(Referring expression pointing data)
>>>

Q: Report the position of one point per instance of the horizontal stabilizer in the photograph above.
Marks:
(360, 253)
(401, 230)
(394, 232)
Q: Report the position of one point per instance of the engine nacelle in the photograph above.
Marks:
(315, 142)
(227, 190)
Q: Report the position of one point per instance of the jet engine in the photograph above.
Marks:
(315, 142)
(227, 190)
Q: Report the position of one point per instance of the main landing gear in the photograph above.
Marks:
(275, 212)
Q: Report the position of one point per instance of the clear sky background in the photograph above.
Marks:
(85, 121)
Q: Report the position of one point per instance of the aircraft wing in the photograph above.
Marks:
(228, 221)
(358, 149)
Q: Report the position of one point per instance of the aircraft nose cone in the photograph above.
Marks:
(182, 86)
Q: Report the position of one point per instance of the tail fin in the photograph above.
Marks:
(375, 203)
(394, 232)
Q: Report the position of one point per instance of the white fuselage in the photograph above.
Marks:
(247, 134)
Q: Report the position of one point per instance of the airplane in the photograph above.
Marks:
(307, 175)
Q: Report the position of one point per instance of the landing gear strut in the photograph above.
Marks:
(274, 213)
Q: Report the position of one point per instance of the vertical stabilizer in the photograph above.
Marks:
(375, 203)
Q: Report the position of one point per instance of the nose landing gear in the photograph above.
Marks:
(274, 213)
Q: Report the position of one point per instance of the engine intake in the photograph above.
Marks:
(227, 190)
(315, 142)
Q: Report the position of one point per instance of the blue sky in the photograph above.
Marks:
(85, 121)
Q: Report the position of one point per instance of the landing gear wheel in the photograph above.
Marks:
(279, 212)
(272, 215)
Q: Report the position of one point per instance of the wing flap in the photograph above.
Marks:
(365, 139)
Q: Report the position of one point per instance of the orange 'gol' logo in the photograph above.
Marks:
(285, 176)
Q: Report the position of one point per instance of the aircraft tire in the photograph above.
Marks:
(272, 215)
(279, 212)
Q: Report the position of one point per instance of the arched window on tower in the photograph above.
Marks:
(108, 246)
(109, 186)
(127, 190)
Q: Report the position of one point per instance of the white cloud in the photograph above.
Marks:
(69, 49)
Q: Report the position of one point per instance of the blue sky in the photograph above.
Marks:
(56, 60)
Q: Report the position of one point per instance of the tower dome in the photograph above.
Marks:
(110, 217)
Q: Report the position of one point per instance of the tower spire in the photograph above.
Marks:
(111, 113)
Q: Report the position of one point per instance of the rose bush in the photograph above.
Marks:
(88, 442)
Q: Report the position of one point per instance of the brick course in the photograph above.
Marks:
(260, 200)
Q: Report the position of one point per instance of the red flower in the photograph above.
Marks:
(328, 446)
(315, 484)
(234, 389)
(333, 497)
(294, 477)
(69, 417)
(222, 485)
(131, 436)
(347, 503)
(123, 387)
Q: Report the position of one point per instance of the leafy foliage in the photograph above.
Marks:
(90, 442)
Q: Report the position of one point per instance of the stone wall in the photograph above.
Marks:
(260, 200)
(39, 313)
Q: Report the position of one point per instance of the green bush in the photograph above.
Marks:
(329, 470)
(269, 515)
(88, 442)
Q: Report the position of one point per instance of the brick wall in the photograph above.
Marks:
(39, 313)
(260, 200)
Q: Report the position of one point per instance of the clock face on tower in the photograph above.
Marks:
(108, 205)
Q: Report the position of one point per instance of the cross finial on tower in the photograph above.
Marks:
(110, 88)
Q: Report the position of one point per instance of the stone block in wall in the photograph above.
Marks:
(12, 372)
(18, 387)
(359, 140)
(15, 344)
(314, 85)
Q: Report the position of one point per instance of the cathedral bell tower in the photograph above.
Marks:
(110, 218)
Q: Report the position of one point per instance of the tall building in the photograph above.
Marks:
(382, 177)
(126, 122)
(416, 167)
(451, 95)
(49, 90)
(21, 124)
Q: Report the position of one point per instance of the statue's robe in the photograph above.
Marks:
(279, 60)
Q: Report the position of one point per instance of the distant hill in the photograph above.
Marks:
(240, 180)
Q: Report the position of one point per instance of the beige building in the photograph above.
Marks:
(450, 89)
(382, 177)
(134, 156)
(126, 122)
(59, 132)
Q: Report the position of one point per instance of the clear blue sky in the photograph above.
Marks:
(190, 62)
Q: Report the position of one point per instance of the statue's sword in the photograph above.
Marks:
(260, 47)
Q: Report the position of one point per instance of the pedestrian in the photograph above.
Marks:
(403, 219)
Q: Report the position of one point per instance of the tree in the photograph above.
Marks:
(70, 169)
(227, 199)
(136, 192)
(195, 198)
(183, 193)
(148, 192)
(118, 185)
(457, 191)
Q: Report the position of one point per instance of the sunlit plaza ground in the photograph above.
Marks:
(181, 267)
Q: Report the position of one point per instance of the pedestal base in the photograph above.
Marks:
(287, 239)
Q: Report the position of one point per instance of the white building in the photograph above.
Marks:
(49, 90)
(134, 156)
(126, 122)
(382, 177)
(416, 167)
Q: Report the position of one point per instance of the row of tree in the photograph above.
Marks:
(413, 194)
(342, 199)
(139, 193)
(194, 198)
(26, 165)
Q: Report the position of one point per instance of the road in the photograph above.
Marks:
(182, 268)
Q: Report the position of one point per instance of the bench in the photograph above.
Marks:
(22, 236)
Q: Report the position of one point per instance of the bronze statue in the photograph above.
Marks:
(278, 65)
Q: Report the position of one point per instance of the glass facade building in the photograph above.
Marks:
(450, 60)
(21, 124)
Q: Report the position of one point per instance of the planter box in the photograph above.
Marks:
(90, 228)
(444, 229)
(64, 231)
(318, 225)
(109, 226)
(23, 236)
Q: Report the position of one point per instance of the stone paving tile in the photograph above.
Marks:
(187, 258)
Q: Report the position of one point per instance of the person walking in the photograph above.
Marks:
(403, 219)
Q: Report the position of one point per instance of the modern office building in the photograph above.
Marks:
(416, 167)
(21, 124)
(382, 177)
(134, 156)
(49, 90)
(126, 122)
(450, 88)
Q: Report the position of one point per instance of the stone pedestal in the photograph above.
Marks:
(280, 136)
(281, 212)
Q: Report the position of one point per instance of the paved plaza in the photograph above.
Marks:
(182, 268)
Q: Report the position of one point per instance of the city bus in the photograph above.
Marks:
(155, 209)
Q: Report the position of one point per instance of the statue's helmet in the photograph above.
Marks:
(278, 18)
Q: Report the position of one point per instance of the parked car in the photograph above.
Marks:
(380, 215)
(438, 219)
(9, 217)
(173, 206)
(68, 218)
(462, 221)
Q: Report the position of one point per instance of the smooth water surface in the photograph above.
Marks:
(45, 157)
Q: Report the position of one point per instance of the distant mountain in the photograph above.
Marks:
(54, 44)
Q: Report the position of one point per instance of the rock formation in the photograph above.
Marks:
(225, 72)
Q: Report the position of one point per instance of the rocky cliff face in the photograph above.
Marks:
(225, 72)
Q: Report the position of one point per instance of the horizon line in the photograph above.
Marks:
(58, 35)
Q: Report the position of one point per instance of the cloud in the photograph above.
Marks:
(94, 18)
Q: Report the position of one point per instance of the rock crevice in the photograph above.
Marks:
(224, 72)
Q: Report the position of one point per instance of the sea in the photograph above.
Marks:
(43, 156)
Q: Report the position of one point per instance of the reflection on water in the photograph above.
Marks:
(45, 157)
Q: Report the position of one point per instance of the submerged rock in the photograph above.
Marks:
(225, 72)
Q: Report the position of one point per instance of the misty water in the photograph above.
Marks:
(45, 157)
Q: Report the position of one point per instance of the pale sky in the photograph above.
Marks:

<<<

▶ Try it: Report back every line of the entries in which "stone" occurs.

▶ Solution to this exercise:
Q: Report the position of one point per instance of the stone wall in the photograph above.
Q: Report the position of one point per instance of the stone block in wall in the photograph above.
Q: Report the position of one point per instance of the stone paving tile in the photograph above.
Q: Report the position of one point per instance of the stone pedestal in the photograph above.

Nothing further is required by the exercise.